▶ _WHAT THIS TASK INVOLVES_: Reproduce the lines below verbatim.

(Dataset excerpt)

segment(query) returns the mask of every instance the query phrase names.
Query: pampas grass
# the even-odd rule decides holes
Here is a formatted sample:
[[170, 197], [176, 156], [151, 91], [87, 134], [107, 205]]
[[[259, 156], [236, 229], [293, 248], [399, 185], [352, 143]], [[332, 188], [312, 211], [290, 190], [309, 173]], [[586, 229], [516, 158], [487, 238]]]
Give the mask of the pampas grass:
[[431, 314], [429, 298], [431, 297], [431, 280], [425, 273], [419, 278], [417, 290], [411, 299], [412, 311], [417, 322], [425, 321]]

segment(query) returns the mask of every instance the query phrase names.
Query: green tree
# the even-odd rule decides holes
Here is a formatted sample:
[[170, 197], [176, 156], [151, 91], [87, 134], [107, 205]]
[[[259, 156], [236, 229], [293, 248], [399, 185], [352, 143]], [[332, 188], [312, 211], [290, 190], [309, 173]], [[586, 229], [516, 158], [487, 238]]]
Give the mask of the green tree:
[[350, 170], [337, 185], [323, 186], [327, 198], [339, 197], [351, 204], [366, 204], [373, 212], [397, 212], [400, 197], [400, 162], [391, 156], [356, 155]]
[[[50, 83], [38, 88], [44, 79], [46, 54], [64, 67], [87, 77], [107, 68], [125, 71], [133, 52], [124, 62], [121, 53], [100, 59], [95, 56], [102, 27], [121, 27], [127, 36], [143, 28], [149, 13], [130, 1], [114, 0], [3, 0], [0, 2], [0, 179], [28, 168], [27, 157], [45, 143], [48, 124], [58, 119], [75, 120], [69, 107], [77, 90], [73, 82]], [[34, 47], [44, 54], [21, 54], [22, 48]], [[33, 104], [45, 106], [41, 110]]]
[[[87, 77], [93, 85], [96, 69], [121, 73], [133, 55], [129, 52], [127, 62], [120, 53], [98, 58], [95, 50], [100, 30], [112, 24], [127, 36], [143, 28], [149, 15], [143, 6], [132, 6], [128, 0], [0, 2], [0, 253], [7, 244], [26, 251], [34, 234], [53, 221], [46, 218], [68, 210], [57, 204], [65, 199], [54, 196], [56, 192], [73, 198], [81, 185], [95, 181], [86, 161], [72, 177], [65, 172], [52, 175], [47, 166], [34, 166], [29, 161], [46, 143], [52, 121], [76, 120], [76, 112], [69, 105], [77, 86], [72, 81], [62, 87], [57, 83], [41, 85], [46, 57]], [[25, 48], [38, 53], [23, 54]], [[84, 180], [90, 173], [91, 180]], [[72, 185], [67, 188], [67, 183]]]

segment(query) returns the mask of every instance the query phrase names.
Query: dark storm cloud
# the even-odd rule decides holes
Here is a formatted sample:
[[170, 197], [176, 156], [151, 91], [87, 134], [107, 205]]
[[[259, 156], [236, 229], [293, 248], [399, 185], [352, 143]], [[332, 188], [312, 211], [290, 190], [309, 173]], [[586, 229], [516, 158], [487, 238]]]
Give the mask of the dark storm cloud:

▶ _FULL OUTPUT_:
segment(query) returns the mask of every instance the query phrase names.
Query: pampas grass
# the even-odd rule decides holes
Here is a formatted sample:
[[170, 197], [176, 156], [151, 91], [87, 134], [107, 205]]
[[[259, 156], [236, 229], [293, 248], [399, 185], [352, 143]], [[332, 188], [312, 211], [290, 190], [309, 173]], [[586, 229], [516, 158], [487, 238]]]
Give the mask of the pampas grass:
[[431, 314], [429, 298], [431, 297], [431, 280], [425, 273], [419, 278], [417, 290], [411, 299], [412, 311], [417, 322], [425, 321]]

segment(query) returns the mask of every instance the query phrase names.
Query: green tree
# the even-odd rule decides holes
Here is a formatted sample:
[[170, 197], [176, 156], [151, 91], [87, 134], [107, 205]]
[[[259, 156], [236, 229], [293, 248], [399, 185], [352, 143]], [[332, 188], [312, 211], [290, 190], [309, 173]], [[586, 229], [516, 158], [487, 238]]]
Give the mask of the green tree:
[[350, 170], [337, 185], [323, 186], [327, 198], [339, 197], [351, 204], [366, 204], [373, 212], [397, 212], [400, 197], [400, 162], [391, 156], [356, 155]]
[[[50, 83], [38, 88], [44, 79], [46, 54], [64, 67], [87, 77], [107, 68], [125, 71], [133, 52], [124, 62], [121, 53], [100, 59], [95, 56], [102, 27], [121, 27], [127, 36], [143, 28], [149, 13], [130, 1], [114, 0], [3, 0], [0, 2], [0, 179], [28, 168], [27, 157], [45, 143], [48, 124], [58, 119], [75, 120], [69, 107], [77, 90], [73, 82]], [[34, 47], [44, 54], [21, 54], [22, 48]], [[33, 104], [45, 106], [41, 110]]]
[[[87, 77], [93, 85], [96, 69], [121, 73], [133, 55], [129, 52], [127, 62], [120, 53], [98, 58], [95, 50], [100, 30], [112, 24], [127, 36], [143, 28], [149, 15], [143, 6], [132, 6], [128, 0], [0, 2], [0, 253], [7, 244], [26, 251], [34, 234], [53, 221], [46, 218], [68, 210], [57, 204], [65, 199], [54, 196], [56, 192], [73, 198], [81, 185], [95, 181], [86, 161], [72, 177], [65, 172], [52, 175], [47, 166], [34, 166], [29, 161], [46, 143], [52, 121], [76, 120], [76, 112], [69, 105], [77, 86], [72, 81], [62, 87], [57, 83], [41, 85], [46, 57]], [[25, 48], [38, 53], [23, 54]], [[84, 180], [90, 173], [91, 180]], [[72, 185], [67, 188], [67, 183]]]

segment(query) returns the mask of every instance the query phrase names.
Query: dark storm cloud
# the even-odd rule decides holes
Here is a formatted sample:
[[170, 197], [176, 156], [151, 91], [87, 134], [107, 205]]
[[[259, 156], [236, 229], [293, 248], [399, 185], [352, 143]], [[332, 188], [312, 211], [290, 190], [309, 173]], [[586, 229], [516, 158], [487, 238]]]
Give the mask of the dark storm cloud:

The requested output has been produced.